__Exercise tasks__:
**a)** According to the patch email, what happened after the CPU was swapped?
**b)** From the patch email, return the passage that begins at the words "[PATCH] mm: hwpoison: use" and stops after "for the report.", copied word for word.

__Passage shown__:

────────

[PATCH] mm: hwpoison: use do_send_sig_info() instead of force_sig() (Re: PMEM error-handling forces SIGKILL causes kernel panic)

From: Naoya Horiguchi
Date: Wed Jan 16 2019 - 04:43:49 EST


[ CCed Andrew and linux-mm ]

On Fri, Jan 11, 2019 at 08:14:02AM +0000, Horiguchi Naoya(堀口 直也) wrote:
> Hi Dan, Jane,
>
> Thanks for the report.
>
> On Wed, Jan 09, 2019 at 03:49:32PM -0800, Dan Williams wrote:
> > [ switch to text mail, add lkml and Naoya ]
> >
> > On Wed, Jan 9, 2019 at 12:19 PM Jane Chu <jane.chu@xxxxxxxxxx> wrote:
> ...
> > > 3. The hardware consists the latest revision CPU and Intel NVDIMM, we suspected
> > > the CPU faulty because it generated MCE over PMEM UE in a unlikely high
> > > rate for any reasonable NVDIMM (like a few per 24hours).
> > >
> > > After swapping the CPU, the problem stopped reproducing.
> > >
> > > But one could argue that perhaps the faulty CPU exposed a small race window
> > > from collect_procs() to unmap_mapping_range() and to kill_procs(), hence
> > > caught the kernel PMEM error handler off guard.
> >
> > There's definitely a race, and the implementation is buggy as can be
> > seen in __exit_signal:
> >
> > sighand = rcu_dereference_check(tsk->sighand,
> > lockdep_tasklist_lock_is_held());
> > spin_lock(&sighand->siglock);
> >
> > ...the memory-failure path needs to hold the proper locks before it
> > can assume that de-referencing tsk->sighand is valid.

────────

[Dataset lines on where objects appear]
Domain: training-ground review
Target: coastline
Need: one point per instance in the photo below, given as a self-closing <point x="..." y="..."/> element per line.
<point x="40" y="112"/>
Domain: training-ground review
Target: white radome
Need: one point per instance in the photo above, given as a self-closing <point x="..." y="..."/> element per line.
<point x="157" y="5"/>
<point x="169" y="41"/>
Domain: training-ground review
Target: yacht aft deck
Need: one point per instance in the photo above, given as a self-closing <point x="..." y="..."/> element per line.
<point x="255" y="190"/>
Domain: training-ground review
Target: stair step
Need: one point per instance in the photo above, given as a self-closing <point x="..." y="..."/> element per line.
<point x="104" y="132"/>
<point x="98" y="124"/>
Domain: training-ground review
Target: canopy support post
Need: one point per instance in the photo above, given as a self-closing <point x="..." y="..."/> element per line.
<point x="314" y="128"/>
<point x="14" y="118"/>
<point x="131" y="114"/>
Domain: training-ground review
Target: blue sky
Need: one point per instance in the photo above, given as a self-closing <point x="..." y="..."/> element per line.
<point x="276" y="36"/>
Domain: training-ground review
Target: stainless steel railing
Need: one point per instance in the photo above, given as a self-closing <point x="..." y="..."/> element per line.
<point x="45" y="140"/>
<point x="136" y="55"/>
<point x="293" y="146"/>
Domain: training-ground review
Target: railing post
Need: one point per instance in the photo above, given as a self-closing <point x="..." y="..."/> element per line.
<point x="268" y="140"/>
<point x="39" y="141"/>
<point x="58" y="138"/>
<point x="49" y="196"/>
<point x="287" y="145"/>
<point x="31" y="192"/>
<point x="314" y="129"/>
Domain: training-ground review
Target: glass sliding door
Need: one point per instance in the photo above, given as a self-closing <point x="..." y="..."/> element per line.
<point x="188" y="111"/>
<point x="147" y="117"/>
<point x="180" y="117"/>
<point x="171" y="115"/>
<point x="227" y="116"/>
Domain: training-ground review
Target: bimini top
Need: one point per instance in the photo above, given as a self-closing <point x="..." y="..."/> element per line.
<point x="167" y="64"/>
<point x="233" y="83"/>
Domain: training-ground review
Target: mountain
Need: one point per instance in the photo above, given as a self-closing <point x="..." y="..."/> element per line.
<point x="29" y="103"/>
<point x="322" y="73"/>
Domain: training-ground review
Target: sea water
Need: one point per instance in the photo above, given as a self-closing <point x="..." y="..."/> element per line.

────────

__Answers to the exercise__:
**a)** The problem stopped reproducing.

**b)**
[PATCH] mm: hwpoison: use do_send_sig_info() instead of force_sig() (Re: PMEM error-handling forces SIGKILL causes kernel panic)

From: Naoya Horiguchi
Date: Wed Jan 16 2019 - 04:43:49 EST


[ CCed Andrew and linux-mm ]

On Fri, Jan 11, 2019 at 08:14:02AM +0000, Horiguchi Naoya(堀口 直也) wrote:
> Hi Dan, Jane,
>
> Thanks for the report.